Однако встреча с греко-египетским миром подсказала Цезарю еще одну идею: о необходимости пребывания рядом с царем его женской ипостаси, царицы. Этим и объясняется, что почти в то же время, когда его статуя была воздвигнута в храме Квирина, Цезарь совершил второй, «симметричный» жест: в новом храме, недавно посвященном Венере, которую он считал прародительницей своей семьи, диктатор повелел поставить, рядом со статуей упомянутой богини, вторую великолепную статую из золота. Эта вторая статуя имела черты Клеопатры.

Именно тогда по городу поползли слухи.

* * *

Отчасти в их появлении была повинна сама Клеопатра, это следует признать. Цезарь, если отвлечься от вышеупомянутого мистико-политического жеста, хотя никогда не боялся вести себя вызывающе, на сей раз проявил осторожность и предпочел поселить свою любовницу не на священной территории города, а за пределами городских стен, на своей вилле, которая находилась на другом берегу Тибра. Это имение, включавшее огромные сады, было необычайно большим и роскошным. На первые критические замечания Цезарь вполне мог ответить, что хочет лишь надлежащим образом отблагодарить союзницу, которая во время его пребывания в Египте столь великолепно его принимала.

На поверхностный взгляд это казалось правдоподобным. Но действительность была более сложной. Как и Цезарь, Клеопатра знала, что она производит на римских аристократов такое же завораживающее, очаровывающее воздействие, как те экзотические животные, которых проводили перед ними во время четырех триумфов. Двое любовников, отнюдь не растроганные этим наивным интересом, решили его использовать. И тогда на вилле в Трастевере Клеопатра начала устраивать приемы. Или, точнее, Цезарь рассылал приглашения на обед, а те, кто получал такие приглашения, чуть ли не бегом устремлялись на виллу. И не только потому, что спешили сложить к ногам владыки мира очередную порцию льстивых восхвалений. Главное, они хотели видеть Клеопатру. Хотели понаблюдать за царицей с близкого расстояния и понять, что она собой представляет. Попытаться, глядя на нее, вообразить Египет. Ими владело жадное, слепое любопытство. Однажды побывав у царицы, они уже не могли об этом забыть. Говорили о ней целыми днями, месяцами. Как об экзотической жирафе.

Клеопатра имела небольшой круг приближенных к ней лиц, своего рода двор, куда входили ее супруг, ее сын, ее слуги, несколько музыкантов и по крайней мере два советника — некие Аммоний и Сара. К ее окружению относились также астроном Сосиген, главный разработчик проекта реформы календаря, и, вероятно, один или несколько астрологов — а может, должность главного прорицателя занимал сам Сосиген, что было бы оправдано, ибо в ту эпоху изучение звезд служило основой для предсказаний.

Задание A –
Ответьте по тексту о Клеопатре в Риме:
(i) Где Цезарь поселил Клеопатру?
(ii) Чьи черты имела золотая статуя, поставленная в храме Венеры?
(iii) Как звали астронома, который входил в окружение Клеопатры?
Задание B – Воспроизведите без изменений отрывок текста о Клеопатре в Риме: от слов «Отчасти в их» до слов «великолепно его принимала.» включительно.
Пункты, приведённые далее, взяты из другого источника.

Извлечённые данные –
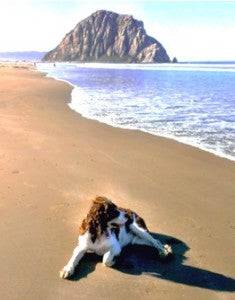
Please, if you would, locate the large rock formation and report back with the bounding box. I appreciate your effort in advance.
[43,10,170,63]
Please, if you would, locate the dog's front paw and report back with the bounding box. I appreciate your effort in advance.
[60,266,74,279]
[159,244,172,260]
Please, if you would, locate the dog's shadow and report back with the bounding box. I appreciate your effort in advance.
[70,233,235,292]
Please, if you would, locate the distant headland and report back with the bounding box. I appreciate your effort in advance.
[43,10,170,63]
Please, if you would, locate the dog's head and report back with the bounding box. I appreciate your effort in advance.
[91,196,127,228]
[79,196,128,242]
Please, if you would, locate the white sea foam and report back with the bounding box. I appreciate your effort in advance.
[36,63,235,160]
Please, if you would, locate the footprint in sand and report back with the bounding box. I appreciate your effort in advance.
[50,202,69,213]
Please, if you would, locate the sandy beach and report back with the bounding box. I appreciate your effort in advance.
[0,64,235,300]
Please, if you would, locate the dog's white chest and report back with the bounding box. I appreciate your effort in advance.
[118,226,133,248]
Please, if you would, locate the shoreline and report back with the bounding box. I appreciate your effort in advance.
[38,63,235,162]
[0,64,235,300]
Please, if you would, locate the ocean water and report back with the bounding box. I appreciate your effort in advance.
[38,63,235,160]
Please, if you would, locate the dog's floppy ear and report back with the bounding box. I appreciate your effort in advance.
[93,196,111,204]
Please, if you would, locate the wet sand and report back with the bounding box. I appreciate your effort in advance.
[0,64,235,299]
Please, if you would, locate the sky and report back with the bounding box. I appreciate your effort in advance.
[0,0,235,61]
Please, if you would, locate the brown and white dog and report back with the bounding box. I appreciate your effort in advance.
[60,196,172,278]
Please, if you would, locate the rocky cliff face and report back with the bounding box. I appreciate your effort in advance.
[43,10,170,63]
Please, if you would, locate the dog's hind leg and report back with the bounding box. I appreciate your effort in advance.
[130,220,172,259]
[60,245,87,279]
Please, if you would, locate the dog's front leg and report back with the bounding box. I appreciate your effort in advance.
[130,222,172,259]
[103,246,121,267]
[60,245,87,279]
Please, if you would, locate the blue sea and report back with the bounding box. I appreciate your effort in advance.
[37,62,235,160]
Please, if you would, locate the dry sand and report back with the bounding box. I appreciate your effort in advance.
[0,66,235,300]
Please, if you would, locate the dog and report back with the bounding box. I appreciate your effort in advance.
[60,196,172,279]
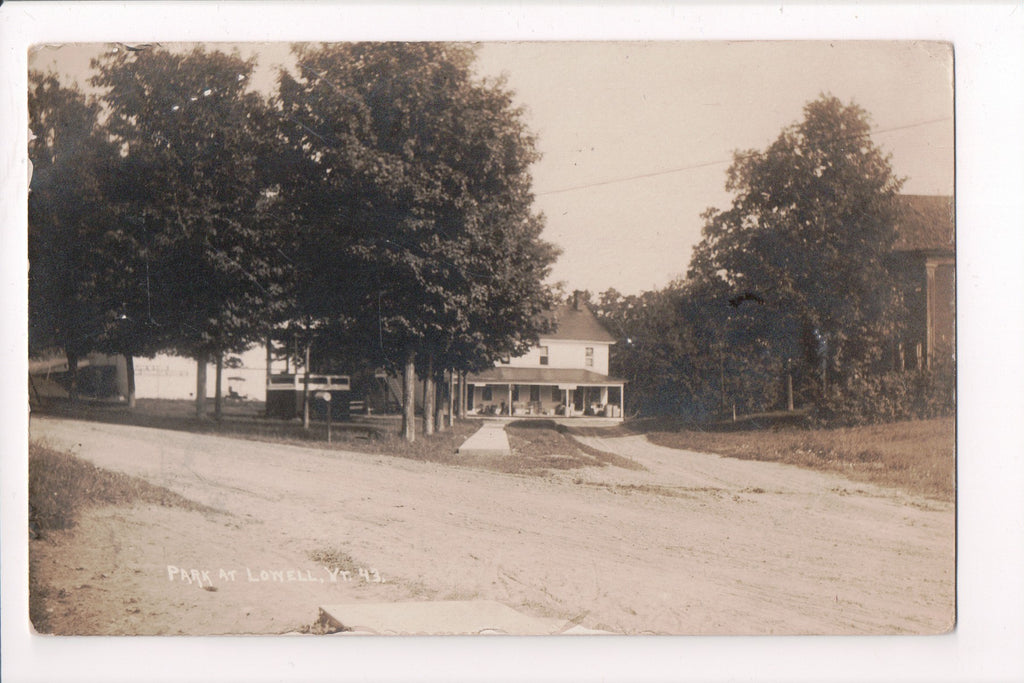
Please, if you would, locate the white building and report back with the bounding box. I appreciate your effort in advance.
[467,297,626,418]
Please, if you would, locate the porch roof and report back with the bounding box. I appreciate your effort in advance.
[466,366,627,386]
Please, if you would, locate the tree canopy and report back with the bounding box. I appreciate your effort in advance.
[92,48,281,366]
[688,95,902,401]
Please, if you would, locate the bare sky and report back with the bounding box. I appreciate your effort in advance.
[30,41,953,293]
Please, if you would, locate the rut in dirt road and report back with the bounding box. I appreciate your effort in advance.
[31,418,954,634]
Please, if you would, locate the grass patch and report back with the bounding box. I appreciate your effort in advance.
[33,398,643,475]
[29,441,219,533]
[633,418,956,501]
[505,420,644,471]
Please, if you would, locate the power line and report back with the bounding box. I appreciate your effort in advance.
[537,116,952,197]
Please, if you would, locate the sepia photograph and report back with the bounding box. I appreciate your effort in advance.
[3,3,1024,680]
[22,36,956,635]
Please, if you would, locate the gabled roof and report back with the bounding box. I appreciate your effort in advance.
[541,302,615,344]
[467,366,626,385]
[893,195,956,253]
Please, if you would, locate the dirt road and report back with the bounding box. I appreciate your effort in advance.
[31,418,954,634]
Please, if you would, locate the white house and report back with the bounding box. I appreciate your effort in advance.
[467,296,626,418]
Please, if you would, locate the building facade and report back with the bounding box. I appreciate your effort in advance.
[891,195,956,370]
[467,296,626,418]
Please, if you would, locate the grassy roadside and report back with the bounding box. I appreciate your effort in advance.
[630,418,956,501]
[34,399,642,476]
[29,441,220,633]
[29,441,217,536]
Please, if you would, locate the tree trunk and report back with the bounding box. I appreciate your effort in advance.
[125,353,135,411]
[196,353,206,419]
[401,349,416,443]
[423,353,435,436]
[302,342,309,429]
[66,351,78,405]
[213,351,224,422]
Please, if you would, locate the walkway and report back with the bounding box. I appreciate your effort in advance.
[459,420,512,456]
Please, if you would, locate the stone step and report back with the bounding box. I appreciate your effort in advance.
[319,600,579,636]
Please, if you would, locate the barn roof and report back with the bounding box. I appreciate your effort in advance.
[893,195,956,252]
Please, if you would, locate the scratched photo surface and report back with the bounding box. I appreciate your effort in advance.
[28,42,956,635]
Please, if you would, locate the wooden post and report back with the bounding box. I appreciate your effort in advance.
[459,371,469,420]
[401,349,416,442]
[449,368,455,427]
[125,353,135,411]
[213,351,224,422]
[263,335,273,418]
[66,351,78,405]
[302,340,309,429]
[196,353,206,418]
[423,352,435,436]
[434,372,446,432]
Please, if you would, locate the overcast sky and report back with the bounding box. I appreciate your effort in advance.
[30,41,953,293]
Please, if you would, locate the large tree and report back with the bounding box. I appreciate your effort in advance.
[92,48,284,415]
[280,43,556,439]
[688,95,902,405]
[29,72,134,401]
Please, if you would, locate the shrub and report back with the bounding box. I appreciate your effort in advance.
[814,367,956,426]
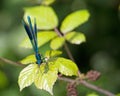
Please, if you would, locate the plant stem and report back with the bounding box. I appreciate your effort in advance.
[58,77,115,96]
[0,58,25,67]
[64,42,75,62]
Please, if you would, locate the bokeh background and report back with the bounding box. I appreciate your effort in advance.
[0,0,120,96]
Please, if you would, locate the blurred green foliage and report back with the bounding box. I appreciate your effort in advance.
[0,0,120,96]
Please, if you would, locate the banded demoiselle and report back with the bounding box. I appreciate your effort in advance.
[23,16,42,65]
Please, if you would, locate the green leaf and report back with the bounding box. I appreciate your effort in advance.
[34,63,58,95]
[50,37,65,50]
[24,6,58,30]
[56,57,78,76]
[60,10,90,33]
[18,64,38,91]
[41,0,55,5]
[65,31,86,44]
[20,55,36,64]
[45,50,62,58]
[20,31,57,48]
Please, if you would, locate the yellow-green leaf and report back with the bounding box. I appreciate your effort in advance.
[20,55,36,64]
[56,57,78,76]
[20,31,57,48]
[65,31,86,44]
[18,64,39,91]
[24,6,58,30]
[34,63,58,95]
[60,10,90,33]
[45,50,62,58]
[41,0,55,5]
[50,37,65,50]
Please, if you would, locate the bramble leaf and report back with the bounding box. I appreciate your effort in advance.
[20,55,36,64]
[50,37,65,50]
[18,64,38,91]
[45,50,62,58]
[56,57,78,76]
[34,63,58,95]
[24,6,58,30]
[60,10,90,34]
[20,31,57,48]
[65,31,86,44]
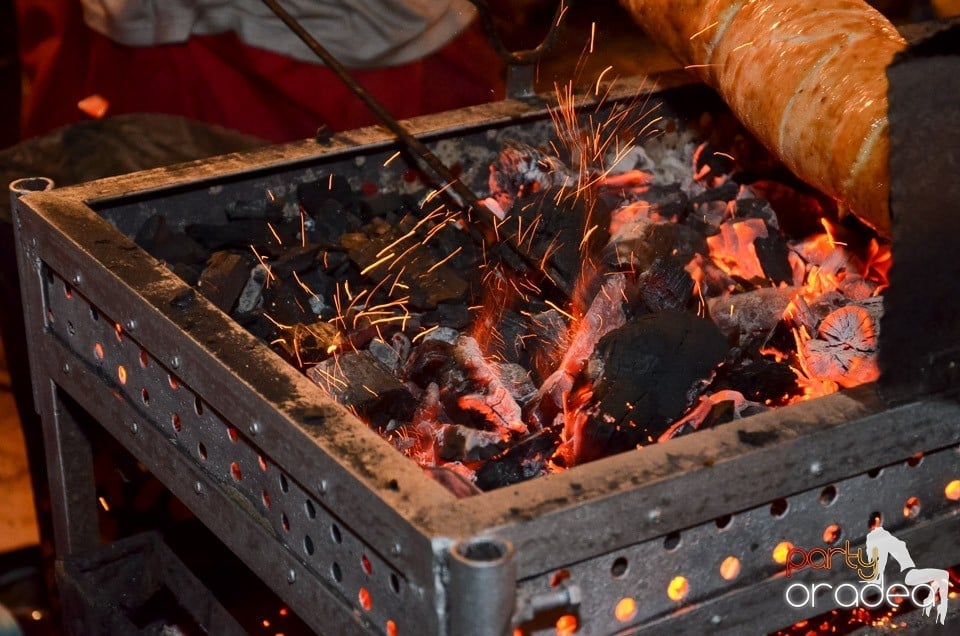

Ваше решение A –
(i) На своей вилле за пределами городских стен, на другом берегу Тибра.
(ii) Черты Клеопатры.
(iii) Сосиген.

Ваше решение B –
Отчасти в их появлении была повинна сама Клеопатра, это следует признать. Цезарь, если отвлечься от вышеупомянутого мистико-политического жеста, хотя никогда не боялся вести себя вызывающе, на сей раз проявил осторожность и предпочел поселить свою любовницу не на священной территории города, а за пределами городских стен, на своей вилле, которая находилась на другом берегу Тибра. Это имение, включавшее огромные сады, было необычайно большим и роскошным. На первые критические замечания Цезарь вполне мог ответить, что хочет лишь надлежащим образом отблагодарить союзницу, которая во время его пребывания в Египте столь великолепно его принимала.